◆ Records for the task ◆
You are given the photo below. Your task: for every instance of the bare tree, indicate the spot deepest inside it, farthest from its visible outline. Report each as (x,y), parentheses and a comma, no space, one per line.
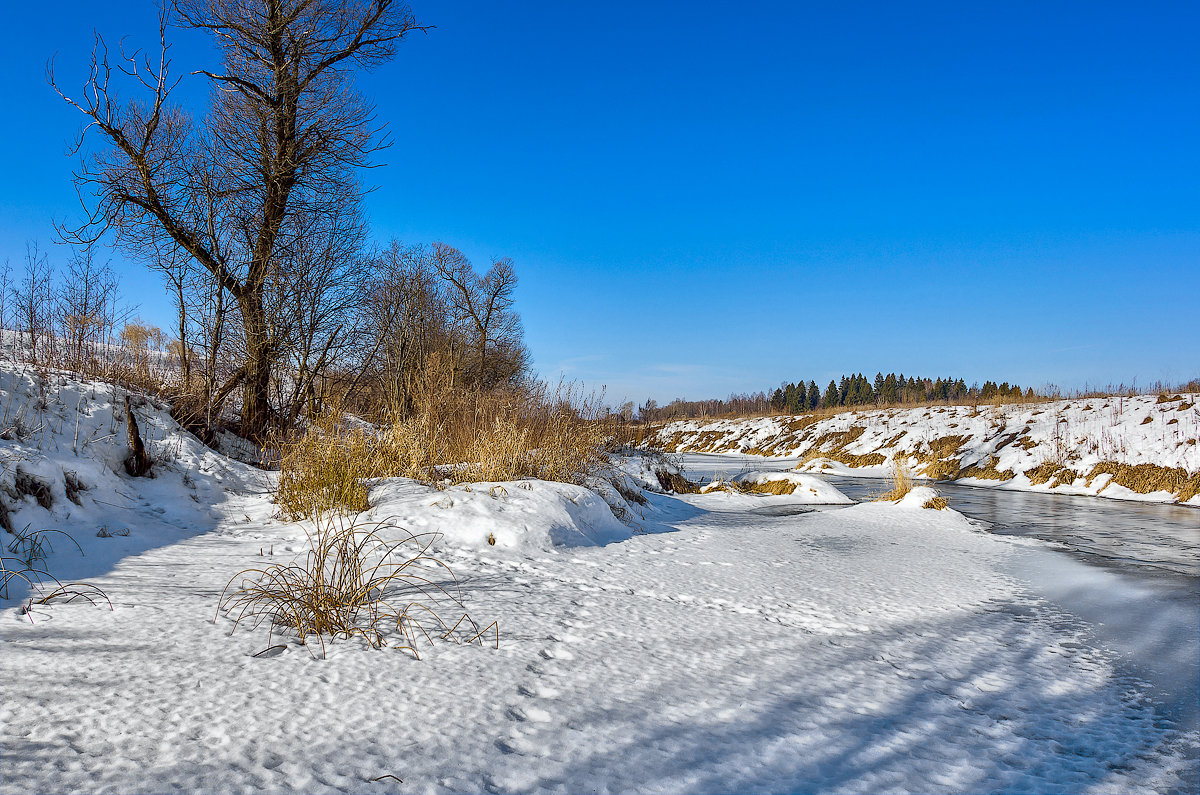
(483,308)
(408,317)
(85,308)
(271,161)
(33,299)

◆ What to produce ◆
All of the listing above has to be reproduced exactly, though without its images.

◆ Finished task ◆
You are given the photo below. Your task: for every instance of the bare tree, indicate the spot deepest inside it, farthest from its visible outline. Report each as (x,y), parentheses and a comma, no space, one per line.
(483,308)
(408,317)
(85,308)
(271,161)
(33,299)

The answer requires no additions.